### Records for the task

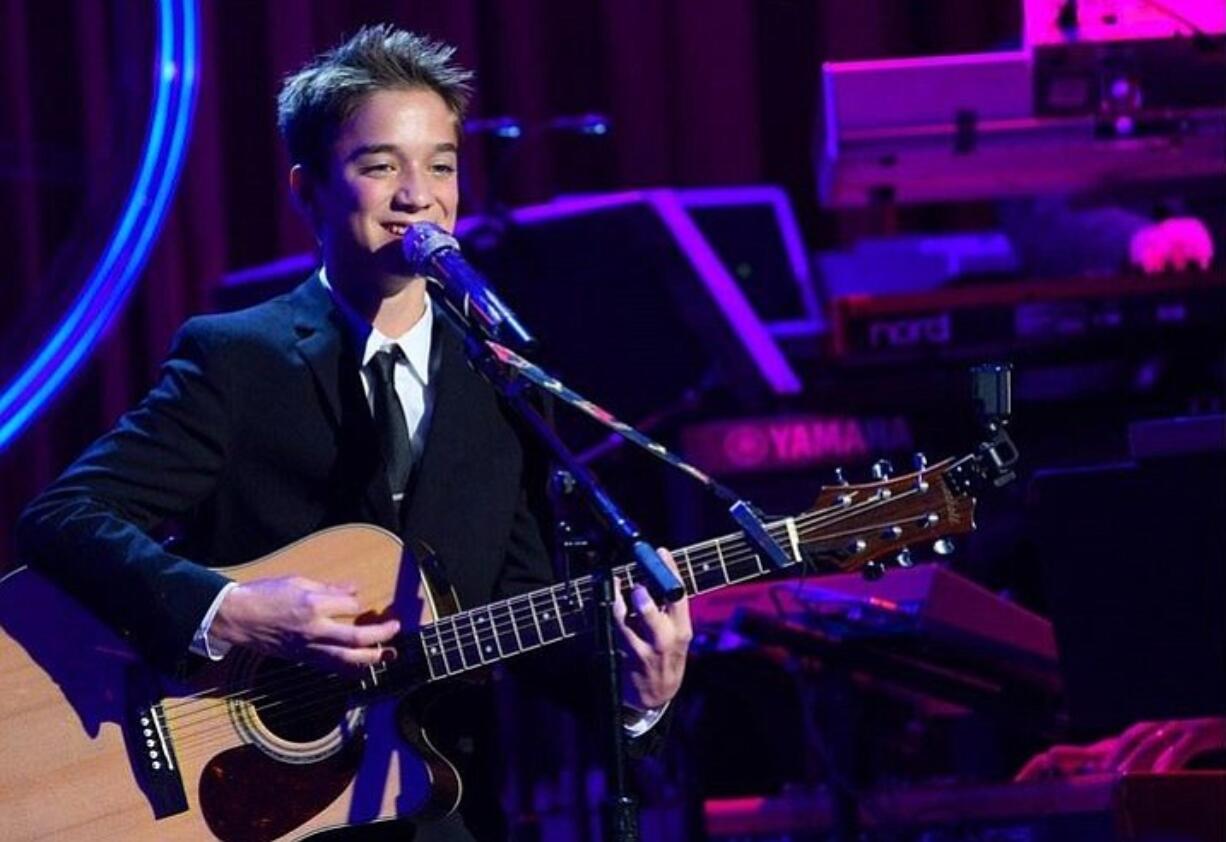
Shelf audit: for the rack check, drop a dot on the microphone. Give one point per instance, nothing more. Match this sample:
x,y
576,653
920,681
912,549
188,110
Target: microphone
x,y
435,255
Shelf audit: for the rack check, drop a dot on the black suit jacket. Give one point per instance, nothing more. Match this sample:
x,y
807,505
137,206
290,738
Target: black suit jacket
x,y
258,434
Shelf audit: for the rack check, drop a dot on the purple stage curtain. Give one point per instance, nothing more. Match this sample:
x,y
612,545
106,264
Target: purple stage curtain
x,y
700,92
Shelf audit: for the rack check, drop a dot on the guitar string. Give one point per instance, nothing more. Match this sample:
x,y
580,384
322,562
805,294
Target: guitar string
x,y
190,739
806,521
471,637
519,608
186,739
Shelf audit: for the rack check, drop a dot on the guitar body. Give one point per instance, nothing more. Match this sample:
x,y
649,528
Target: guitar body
x,y
97,745
253,749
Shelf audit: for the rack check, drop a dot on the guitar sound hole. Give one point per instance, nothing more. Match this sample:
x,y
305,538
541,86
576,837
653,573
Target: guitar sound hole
x,y
299,704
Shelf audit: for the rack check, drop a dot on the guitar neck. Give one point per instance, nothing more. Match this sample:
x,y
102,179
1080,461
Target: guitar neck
x,y
486,635
851,526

### Instructions to follow
Each line in the data that holds the string "rack" must be returned.

### Answer area
Shelf audit: for the rack check, drop a dot on the microphone. Give one point per instance, nothing more. Match this sample:
Shelf audit: for the rack check, drop a dot on the black suit jacket. Give one point per instance, nothing more. Match this sample:
Shelf audit: for the rack check, drop a dot on the purple stage curtain. Give one point per instance, nothing more. Match this sample:
Shelf audit: for the rack check, drop a dot on the guitar string. Give one point per instance, nothing more. Match this sample:
Shelf audit: for the rack check, drop a dot on the guitar body. Give one point per instance, nothing more. Match this sample:
Shelf audit: for the rack check, drop a dot on the guitar sound hole. Give one point per instance, nothing more. Match this sample:
Shelf audit: for the rack check, drop a dot on the guitar neck. Give one point per instance, nothing more. Match this sample:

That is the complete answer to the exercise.